◆ **Excerpted text**:
— Start —

I haven't read it all the way through (I keep getting distracted by SCHOOL), but what I have read, I have been very impressed with.


----------



## RamistThomist (Feb 9, 2009)

I am not saying that Kant was good or bad (he was bad). I am simply saying that CVT was schooled in Kantian and Continental Idealism and formed his langauge and method that way. Most philosophers don't toe that line anymore and if you go in the debate parroting idealistic language, odds are your opponent will have no idea what you are saying (and neither will the presup, probably).

The TAG is very clever argument, and it helped me at a time in my life, but how useful is it in everyday street evangelism? how many people, seminarians included, usually talk about "the preconditions for intelligiblity?"

Also, the TAG has problems with the Quadrinity counter. 

Now, CVTRA is good in terms of introducing worldview, and in debunking a lot of Sproul and Gerstner on apologetics. 

But I don't think Van Til accurately represented Aquinas and the early church.


----------



## sastark (Feb 9, 2009)

Ivanhoe said:


> Also, the TAG has problems with the Quadrinity counter.




If possible, could you give a brief description of the Quadrinity counter? I've never heard of it before.


----------



## RamistThomist (Feb 9, 2009)

sastark said:


> Ivanhoe said:
> 
> 
> > Also, the TAG has problems with the Quadrinity counter.
> ...



Paul Manata used to have a thread where he explained his reasons for leaving it. I can't find it. If I see it I will let you know.


----------



## nicnap (Feb 9, 2009)

Backwoods Presbyterian said:


> How many of you have read all the way through this book?
> 
> I am about 300 pages into it (of 733) and I must say Greg Bahnsen deserves some type of posthumous Pulitzer Prize for this tome. It is a flat out amazing piece of work. Highly recommend it to those of you without it or those who have not read it. 10 out of 10 stars.



I am about to start...thanks for the pre-read encouragement.


----------



## BobVigneault (Feb 9, 2009)

I once owned this book but a long time ago, before I joined the PB, I became a Clarkian and so I sold it through Amazon to a seminary student from Louisiana, don't remember the name. It's my prayer that I sold it to a PB member.

Since then I softened as a Clarkian and I wish I had it back, if just for bragging rights.


----------



## panta dokimazete (Feb 9, 2009)

Ivanhoe said:


> sastark said:
> 
> 
> > Ivanhoe said:
> ...

— End —

◆ **Provided records**:
— Start —

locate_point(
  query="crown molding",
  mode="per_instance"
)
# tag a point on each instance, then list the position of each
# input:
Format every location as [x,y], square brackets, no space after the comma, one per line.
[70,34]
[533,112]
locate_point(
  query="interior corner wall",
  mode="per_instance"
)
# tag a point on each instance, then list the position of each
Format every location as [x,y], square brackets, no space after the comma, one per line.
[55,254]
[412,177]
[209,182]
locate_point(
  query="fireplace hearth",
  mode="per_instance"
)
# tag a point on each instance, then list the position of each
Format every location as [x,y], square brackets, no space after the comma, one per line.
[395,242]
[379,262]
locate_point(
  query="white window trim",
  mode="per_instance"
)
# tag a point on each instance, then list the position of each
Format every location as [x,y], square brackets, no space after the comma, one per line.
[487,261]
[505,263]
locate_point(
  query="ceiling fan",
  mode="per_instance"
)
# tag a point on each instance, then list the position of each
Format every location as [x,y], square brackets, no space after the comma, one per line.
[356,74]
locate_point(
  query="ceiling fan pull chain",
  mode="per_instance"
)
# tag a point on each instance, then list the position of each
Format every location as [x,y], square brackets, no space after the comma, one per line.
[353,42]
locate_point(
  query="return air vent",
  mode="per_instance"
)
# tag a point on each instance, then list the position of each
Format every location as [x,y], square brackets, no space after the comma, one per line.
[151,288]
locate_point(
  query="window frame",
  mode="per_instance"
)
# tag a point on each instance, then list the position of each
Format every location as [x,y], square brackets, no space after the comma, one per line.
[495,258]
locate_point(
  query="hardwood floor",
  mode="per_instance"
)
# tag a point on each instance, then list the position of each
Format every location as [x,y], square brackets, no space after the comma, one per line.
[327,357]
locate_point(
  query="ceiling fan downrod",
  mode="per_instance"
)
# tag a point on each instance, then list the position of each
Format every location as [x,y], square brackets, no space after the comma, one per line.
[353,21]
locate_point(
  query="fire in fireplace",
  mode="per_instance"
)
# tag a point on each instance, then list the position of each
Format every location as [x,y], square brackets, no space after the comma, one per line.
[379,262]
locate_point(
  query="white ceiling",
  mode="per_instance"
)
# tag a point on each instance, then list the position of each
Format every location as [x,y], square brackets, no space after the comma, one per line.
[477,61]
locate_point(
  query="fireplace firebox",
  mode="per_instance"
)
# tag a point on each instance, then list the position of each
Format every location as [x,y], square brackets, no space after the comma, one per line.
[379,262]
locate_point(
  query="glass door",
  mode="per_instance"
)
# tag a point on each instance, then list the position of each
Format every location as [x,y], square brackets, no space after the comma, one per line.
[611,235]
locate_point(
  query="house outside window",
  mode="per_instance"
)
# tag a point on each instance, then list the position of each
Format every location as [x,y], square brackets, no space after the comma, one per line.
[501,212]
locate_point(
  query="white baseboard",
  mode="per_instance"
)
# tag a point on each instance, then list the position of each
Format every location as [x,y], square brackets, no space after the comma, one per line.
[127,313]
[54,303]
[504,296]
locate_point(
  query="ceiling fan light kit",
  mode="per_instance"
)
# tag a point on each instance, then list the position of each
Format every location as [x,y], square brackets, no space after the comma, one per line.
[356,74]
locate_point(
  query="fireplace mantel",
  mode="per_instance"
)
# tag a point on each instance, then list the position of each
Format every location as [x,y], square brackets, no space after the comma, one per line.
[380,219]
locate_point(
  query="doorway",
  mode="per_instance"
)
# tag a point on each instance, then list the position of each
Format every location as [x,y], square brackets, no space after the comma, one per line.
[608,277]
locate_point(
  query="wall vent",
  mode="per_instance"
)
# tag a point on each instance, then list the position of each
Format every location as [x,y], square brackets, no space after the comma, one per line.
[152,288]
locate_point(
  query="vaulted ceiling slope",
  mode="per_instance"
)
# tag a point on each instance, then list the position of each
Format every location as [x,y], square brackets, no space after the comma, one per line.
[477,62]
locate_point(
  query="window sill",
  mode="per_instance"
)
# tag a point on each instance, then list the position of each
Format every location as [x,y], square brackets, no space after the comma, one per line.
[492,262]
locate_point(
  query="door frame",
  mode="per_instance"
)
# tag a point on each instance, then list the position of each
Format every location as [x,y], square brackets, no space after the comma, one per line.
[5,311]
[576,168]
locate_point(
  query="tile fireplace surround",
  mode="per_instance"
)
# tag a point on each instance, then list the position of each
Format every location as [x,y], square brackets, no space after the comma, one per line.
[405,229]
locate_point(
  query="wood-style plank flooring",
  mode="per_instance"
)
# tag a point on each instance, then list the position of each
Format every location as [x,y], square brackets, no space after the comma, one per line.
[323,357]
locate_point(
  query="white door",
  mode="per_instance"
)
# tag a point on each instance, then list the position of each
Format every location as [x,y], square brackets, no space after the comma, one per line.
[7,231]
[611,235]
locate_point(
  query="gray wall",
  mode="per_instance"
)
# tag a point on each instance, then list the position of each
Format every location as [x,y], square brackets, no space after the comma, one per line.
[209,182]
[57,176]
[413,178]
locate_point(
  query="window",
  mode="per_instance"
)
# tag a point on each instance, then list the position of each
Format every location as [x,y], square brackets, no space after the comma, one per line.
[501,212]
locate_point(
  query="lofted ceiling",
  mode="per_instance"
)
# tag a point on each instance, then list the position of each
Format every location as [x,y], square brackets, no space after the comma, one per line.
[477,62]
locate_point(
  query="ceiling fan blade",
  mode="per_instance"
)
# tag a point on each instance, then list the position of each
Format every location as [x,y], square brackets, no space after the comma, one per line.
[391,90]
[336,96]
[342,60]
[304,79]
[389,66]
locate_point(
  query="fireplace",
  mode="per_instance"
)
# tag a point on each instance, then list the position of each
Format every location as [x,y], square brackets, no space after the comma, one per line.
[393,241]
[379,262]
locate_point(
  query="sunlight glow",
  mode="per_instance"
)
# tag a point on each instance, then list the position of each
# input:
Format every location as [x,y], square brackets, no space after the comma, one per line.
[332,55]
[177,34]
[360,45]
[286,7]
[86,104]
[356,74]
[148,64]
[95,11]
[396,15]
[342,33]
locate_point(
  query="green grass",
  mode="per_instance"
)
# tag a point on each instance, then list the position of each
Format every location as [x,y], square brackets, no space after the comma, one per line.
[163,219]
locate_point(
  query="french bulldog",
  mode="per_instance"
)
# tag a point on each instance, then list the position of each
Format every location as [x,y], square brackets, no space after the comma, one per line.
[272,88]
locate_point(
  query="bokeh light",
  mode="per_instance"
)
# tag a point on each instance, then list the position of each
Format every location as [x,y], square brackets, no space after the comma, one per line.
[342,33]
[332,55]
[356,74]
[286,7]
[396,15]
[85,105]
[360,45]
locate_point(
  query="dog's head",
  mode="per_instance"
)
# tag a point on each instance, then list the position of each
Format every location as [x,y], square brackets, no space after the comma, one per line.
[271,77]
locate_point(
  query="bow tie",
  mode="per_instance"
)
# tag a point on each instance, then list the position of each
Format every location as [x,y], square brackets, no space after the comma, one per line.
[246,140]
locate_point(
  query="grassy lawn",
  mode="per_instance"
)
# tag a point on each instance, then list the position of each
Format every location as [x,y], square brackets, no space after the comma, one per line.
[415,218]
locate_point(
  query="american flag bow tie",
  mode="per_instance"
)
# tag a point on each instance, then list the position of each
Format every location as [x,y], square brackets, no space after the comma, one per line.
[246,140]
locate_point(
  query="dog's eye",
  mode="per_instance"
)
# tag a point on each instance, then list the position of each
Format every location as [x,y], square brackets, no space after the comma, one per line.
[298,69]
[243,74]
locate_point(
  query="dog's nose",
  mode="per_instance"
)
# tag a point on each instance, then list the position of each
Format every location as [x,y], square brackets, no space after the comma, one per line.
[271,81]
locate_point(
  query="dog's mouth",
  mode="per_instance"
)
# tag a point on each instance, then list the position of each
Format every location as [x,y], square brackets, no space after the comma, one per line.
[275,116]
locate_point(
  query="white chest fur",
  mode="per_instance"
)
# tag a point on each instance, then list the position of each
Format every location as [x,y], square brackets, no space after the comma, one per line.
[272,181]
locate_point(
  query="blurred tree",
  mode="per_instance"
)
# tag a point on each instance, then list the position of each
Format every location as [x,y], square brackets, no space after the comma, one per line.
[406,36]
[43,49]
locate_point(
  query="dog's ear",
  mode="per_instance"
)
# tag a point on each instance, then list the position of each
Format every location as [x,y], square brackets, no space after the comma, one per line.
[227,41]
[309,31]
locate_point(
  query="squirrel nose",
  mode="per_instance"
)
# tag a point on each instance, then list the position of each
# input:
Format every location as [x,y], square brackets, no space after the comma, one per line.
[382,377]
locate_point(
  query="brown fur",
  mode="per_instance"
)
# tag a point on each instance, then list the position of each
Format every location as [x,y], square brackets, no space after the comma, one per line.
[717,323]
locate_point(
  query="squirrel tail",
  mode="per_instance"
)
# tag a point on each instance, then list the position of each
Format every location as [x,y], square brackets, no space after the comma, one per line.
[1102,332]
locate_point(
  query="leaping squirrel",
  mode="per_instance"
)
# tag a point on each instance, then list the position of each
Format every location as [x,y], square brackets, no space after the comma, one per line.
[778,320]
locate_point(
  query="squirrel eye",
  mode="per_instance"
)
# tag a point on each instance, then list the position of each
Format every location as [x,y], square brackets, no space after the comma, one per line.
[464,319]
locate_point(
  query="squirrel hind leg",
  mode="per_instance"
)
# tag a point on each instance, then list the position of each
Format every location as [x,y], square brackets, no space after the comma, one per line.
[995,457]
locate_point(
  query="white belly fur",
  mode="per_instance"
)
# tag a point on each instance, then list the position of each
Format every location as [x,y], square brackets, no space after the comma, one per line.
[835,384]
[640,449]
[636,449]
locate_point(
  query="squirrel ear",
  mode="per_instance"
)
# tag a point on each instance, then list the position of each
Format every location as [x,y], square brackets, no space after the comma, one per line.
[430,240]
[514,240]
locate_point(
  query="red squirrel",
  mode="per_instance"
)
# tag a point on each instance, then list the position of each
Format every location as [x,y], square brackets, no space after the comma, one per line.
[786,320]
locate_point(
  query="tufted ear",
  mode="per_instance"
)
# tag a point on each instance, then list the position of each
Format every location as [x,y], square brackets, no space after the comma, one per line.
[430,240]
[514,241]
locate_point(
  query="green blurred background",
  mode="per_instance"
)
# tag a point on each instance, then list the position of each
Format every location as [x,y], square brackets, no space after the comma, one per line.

— End —

◆ **Jobs**:
1. For each statement, say yes or no to whether it agrees with the forum thread, and quote the words of the thread that decide it.
(a) The book being discussed runs to 733 pages.
(b) RamistThomist located Paul Manata's thread about leaving the argument.
(c) BobVigneault became a Clarkian before he joined the PB.
2. Please copy the forum thread word for word from "Paul Manata used" to "nicnap (Feb 9, 2009)".

◆ **Problem solutions**:
1.
(a) Yes: "I am about 300 pages into it (of 733)"
(b) No: "I can't find it."
(c) Yes: "a long time ago, before I joined the PB, I became a Clarkian"

2.
Paul Manata used to have a thread where he explained his reasons for leaving it. I can't find it. If I see it I will let you know.


----------



## nicnap (Feb 9, 2009)